* Linhas de dados:
.....
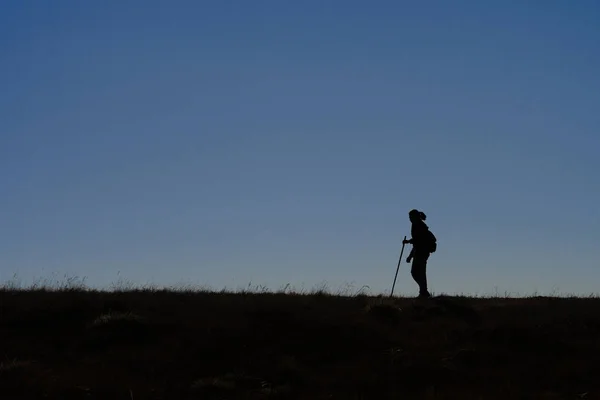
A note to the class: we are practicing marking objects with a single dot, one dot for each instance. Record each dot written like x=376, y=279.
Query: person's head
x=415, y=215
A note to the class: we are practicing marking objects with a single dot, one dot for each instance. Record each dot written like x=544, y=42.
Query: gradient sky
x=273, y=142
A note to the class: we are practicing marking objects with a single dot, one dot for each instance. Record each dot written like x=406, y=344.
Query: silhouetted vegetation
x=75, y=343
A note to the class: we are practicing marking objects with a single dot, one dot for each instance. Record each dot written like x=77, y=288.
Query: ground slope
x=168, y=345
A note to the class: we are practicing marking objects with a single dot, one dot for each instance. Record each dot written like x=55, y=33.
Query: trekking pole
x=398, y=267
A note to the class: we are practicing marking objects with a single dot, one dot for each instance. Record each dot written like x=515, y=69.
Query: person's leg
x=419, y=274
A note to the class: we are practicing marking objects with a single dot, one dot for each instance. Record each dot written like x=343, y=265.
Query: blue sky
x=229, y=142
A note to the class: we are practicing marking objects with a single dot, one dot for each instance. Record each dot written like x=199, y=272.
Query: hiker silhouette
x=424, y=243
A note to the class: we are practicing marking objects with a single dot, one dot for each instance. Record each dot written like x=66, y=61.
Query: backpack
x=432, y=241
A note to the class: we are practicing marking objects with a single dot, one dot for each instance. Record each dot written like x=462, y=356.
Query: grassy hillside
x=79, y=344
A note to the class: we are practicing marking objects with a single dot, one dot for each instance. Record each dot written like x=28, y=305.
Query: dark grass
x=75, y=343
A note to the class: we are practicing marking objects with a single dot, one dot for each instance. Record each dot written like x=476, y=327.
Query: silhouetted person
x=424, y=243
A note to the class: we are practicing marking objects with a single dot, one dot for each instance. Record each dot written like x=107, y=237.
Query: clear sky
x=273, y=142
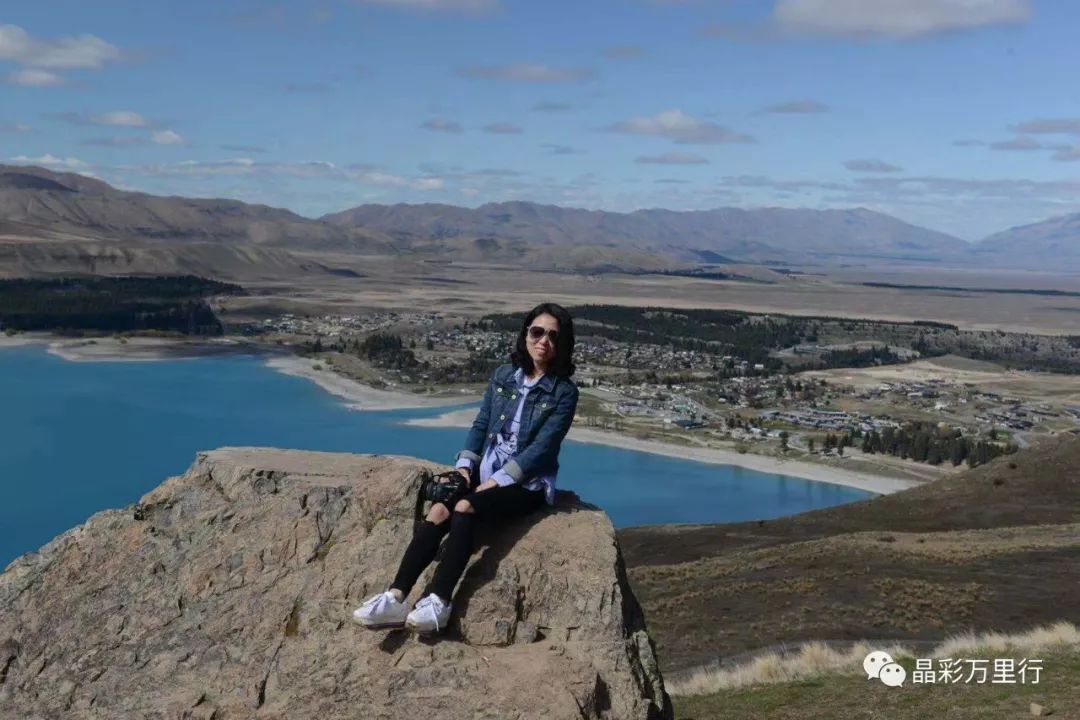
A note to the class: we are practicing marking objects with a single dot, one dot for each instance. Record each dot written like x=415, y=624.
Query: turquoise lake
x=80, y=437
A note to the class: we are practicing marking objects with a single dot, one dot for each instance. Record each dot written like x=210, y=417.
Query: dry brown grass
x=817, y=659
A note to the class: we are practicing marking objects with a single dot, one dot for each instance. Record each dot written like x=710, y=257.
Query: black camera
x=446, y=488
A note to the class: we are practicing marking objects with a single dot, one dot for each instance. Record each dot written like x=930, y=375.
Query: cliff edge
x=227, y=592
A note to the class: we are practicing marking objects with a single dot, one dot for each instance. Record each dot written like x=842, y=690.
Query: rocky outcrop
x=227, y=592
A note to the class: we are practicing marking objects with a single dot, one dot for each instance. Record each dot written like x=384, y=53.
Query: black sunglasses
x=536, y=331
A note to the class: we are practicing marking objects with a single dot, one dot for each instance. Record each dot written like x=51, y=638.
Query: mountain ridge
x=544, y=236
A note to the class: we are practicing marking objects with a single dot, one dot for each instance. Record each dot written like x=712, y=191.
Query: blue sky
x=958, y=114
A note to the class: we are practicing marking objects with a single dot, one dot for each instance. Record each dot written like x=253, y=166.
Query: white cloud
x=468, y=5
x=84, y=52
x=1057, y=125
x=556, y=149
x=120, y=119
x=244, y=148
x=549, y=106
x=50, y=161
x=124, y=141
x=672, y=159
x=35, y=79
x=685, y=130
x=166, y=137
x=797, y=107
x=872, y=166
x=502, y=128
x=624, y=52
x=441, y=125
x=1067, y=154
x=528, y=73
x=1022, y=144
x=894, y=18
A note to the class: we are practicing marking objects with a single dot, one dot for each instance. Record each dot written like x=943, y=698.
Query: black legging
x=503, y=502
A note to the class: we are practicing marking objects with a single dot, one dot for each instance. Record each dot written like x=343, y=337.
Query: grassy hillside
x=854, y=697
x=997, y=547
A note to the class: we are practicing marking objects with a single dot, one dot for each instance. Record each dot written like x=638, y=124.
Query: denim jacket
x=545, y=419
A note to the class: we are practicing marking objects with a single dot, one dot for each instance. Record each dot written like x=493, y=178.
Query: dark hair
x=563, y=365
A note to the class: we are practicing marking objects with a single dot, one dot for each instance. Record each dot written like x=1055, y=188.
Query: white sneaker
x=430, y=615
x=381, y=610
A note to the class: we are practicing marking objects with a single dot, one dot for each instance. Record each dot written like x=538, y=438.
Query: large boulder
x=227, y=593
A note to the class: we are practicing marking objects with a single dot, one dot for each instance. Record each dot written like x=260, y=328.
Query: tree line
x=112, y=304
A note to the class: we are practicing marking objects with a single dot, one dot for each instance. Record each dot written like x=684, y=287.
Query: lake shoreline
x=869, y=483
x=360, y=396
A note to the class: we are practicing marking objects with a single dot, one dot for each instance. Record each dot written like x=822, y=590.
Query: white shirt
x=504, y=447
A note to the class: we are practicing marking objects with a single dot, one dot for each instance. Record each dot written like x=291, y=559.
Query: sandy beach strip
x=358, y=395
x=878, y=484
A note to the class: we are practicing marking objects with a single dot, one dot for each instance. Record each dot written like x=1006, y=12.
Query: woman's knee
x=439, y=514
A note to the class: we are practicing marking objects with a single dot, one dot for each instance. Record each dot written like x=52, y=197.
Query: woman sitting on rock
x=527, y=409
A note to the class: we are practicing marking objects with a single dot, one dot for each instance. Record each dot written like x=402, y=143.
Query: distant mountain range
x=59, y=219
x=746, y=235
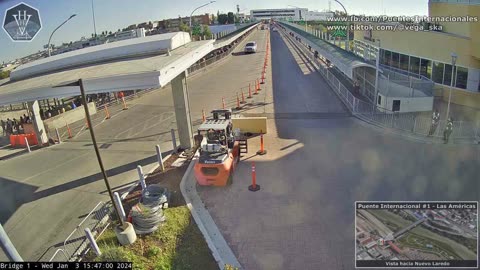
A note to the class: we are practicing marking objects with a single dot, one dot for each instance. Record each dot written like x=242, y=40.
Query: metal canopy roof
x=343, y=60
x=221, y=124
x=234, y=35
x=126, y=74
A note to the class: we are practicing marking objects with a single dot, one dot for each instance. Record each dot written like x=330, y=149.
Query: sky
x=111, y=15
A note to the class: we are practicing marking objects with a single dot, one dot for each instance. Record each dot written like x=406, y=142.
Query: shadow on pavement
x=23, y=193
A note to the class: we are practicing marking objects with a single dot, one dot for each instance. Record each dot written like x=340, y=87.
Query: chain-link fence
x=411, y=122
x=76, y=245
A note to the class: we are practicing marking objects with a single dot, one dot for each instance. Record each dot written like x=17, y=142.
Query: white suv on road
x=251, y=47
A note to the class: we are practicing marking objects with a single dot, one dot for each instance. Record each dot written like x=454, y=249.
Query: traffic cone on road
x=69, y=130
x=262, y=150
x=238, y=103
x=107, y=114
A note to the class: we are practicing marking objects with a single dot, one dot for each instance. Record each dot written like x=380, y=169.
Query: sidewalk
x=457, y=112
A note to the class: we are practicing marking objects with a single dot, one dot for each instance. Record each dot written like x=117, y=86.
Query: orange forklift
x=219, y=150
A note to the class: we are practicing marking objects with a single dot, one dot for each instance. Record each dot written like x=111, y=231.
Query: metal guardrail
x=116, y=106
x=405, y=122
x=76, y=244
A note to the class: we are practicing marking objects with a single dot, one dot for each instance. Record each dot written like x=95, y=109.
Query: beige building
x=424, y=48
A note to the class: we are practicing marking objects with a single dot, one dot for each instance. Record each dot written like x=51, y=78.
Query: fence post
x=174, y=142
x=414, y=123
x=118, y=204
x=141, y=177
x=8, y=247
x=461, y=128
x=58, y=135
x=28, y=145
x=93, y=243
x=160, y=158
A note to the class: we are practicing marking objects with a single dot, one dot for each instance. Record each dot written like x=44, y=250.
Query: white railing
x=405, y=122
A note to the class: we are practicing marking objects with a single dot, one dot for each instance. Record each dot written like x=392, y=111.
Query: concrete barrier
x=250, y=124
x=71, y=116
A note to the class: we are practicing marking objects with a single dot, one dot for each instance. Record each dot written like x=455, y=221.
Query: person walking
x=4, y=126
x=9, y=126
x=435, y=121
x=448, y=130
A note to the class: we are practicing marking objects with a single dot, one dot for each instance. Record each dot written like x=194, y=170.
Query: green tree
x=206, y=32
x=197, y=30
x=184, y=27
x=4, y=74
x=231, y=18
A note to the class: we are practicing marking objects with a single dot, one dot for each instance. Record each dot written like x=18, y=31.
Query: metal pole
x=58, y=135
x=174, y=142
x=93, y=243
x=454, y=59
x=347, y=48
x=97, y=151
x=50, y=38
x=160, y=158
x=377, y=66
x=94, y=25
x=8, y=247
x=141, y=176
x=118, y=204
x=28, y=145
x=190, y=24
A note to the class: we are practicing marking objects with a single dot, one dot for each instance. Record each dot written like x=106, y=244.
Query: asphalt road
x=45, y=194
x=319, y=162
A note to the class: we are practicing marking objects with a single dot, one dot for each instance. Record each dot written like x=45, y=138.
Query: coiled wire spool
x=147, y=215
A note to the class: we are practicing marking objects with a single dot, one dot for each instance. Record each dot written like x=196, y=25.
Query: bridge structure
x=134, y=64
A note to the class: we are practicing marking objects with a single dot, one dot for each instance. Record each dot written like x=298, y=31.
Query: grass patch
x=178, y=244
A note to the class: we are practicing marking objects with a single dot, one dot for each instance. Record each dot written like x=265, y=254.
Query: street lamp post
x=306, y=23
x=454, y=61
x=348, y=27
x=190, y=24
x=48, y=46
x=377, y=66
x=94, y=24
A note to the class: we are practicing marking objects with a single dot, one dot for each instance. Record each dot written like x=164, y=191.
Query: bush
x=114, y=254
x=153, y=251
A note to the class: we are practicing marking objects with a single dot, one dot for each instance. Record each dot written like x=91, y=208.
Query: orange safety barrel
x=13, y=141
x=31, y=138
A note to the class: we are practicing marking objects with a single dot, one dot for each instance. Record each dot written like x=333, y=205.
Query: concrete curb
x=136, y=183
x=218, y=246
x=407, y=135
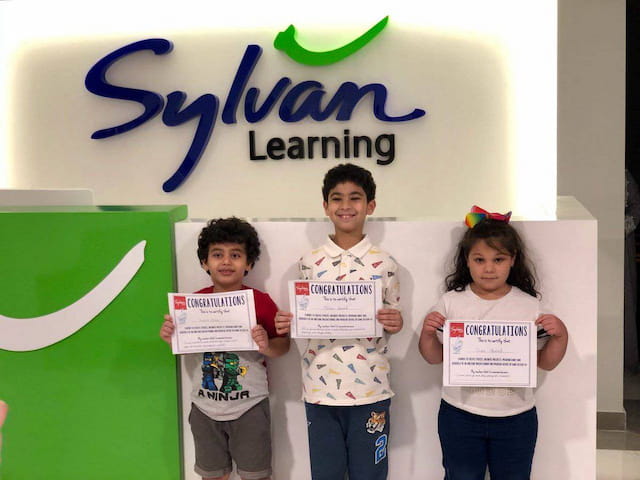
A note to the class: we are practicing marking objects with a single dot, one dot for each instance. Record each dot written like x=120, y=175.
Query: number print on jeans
.....
* Detalhes do exercício: Converta em lista numerada as linhas que vão da que contém "like x=298, y=31." até a última linha, ambas incluídas. Omita as linhas em branco e deixe as imagens fora da resposta.

* Solução do problema:
1. A note to the class: we are practicing marking objects with a single dot, one dot for each instance. Record each dot written like x=298, y=31.
2. Query: grass patch
3. x=178, y=244
4. A note to the class: we are practicing marking objects with a single dot, one dot for each instance. Record each dot written like x=265, y=254.
5. Query: street lamp post
6. x=306, y=23
7. x=454, y=61
8. x=348, y=27
9. x=190, y=24
10. x=48, y=46
11. x=377, y=66
12. x=94, y=24
13. A note to the class: we are practicing marking objects with a single dot, one dot for each instance. Record each dot written like x=164, y=191.
14. Query: bush
15. x=114, y=254
16. x=153, y=251
17. A note to the class: we are practicing marking objects with a single dot, one dot for each instance. Record each dot written like x=91, y=208.
18. Query: orange safety barrel
19. x=13, y=141
20. x=31, y=138
21. A note to the class: we are practicing marking objects with a single dot, one dot for each instance. Record each dot written like x=333, y=205.
22. Query: concrete curb
23. x=136, y=183
24. x=218, y=246
25. x=407, y=135
26. A note to the class: we are practicing marking objects with a single dot, one dot for each instance. Record each dot written like x=120, y=175.
27. Query: number print on jeans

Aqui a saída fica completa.